Stored records:
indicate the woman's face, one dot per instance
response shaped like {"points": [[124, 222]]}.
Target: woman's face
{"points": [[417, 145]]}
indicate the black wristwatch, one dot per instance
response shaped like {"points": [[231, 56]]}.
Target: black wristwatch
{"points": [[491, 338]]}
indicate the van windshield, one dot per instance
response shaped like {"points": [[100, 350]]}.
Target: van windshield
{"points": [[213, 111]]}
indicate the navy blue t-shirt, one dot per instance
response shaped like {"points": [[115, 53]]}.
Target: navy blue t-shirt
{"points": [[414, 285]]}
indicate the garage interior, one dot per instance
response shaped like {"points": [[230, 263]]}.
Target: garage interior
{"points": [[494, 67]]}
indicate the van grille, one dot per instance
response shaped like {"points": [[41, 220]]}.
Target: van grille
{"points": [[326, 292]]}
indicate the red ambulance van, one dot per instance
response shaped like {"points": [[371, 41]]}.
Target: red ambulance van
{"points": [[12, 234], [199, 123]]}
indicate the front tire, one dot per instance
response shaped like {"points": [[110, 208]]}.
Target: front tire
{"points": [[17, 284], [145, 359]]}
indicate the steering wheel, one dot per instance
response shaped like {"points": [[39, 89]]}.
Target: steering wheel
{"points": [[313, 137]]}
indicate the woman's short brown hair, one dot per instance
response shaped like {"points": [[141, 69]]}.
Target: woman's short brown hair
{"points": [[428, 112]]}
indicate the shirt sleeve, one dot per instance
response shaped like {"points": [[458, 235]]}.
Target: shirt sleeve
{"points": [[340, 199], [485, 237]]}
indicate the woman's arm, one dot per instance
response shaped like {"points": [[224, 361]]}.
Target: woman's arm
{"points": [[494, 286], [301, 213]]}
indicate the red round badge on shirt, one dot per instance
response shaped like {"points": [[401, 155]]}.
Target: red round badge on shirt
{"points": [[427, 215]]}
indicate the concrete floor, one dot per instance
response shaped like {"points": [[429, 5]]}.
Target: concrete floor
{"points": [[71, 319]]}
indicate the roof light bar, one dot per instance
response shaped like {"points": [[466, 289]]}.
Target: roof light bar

- **EXERCISE AIM**: Render all of the records above as a numbered list, omitting any blank lines.

- **OUTPUT OF THE EXERCISE**:
1. indicate the woman's face, one dot per instance
2. response shaped like {"points": [[124, 222]]}.
3. Target: woman's face
4. {"points": [[417, 145]]}
5. indicate the black wristwatch, one dot per instance
6. response shaped like {"points": [[231, 56]]}.
7. Target: black wristwatch
8. {"points": [[491, 338]]}
9. indicate the van windshield, one dot per instance
10. response shaped like {"points": [[100, 350]]}.
11. Target: van windshield
12. {"points": [[213, 111]]}
13. indicate the navy blue t-shirt, one dot per instance
14. response shaped like {"points": [[115, 53]]}.
15. Target: navy blue t-shirt
16. {"points": [[414, 285]]}
17. indicate the garage interior, one dot per instance
18. response shaped like {"points": [[230, 263]]}.
19. Target: garage interior
20. {"points": [[494, 67]]}
21. indicate the van grille, one dot per instance
22. response shaped like {"points": [[41, 220]]}.
23. Target: van grille
24. {"points": [[326, 292]]}
25. indicate the red ambulance van, one dot per instance
26. response shaped like {"points": [[371, 41]]}.
27. Target: red ambulance van
28. {"points": [[12, 234], [199, 123]]}
29. indicate the front tire, one dot per instance
30. response shaped like {"points": [[110, 208]]}.
31. Target: front tire
32. {"points": [[17, 284], [145, 359]]}
33. indicate the steering wheel, one dot per instance
34. response shaped like {"points": [[39, 89]]}.
35. Target: steering wheel
36. {"points": [[313, 137]]}
37. indicate the woman's short brown hair, one dot per instance
38. response shaped like {"points": [[141, 69]]}.
39. Target: woman's short brown hair
40. {"points": [[428, 112]]}
41. indicate the shirt sleeve, one dot per instance
42. response shaped like {"points": [[458, 235]]}.
43. Target: shirt sleeve
44. {"points": [[340, 199], [485, 237]]}
45. indicate the woman's arm, one dot per instance
46. response shaped like {"points": [[224, 361]]}.
47. Target: woman's arm
48. {"points": [[494, 286], [301, 213]]}
49. indicate the red round badge on shirt, one dot per instance
50. response shaped like {"points": [[401, 155]]}.
51. Target: red round badge on shirt
52. {"points": [[427, 215]]}
53. indicate the concrete floor, one dot per instance
54. response shaped like {"points": [[429, 5]]}.
55. Target: concrete floor
56. {"points": [[71, 319]]}
57. indicate the roof light bar, one dot per instance
58. response shaped like {"points": [[466, 289]]}.
59. Target: roof light bar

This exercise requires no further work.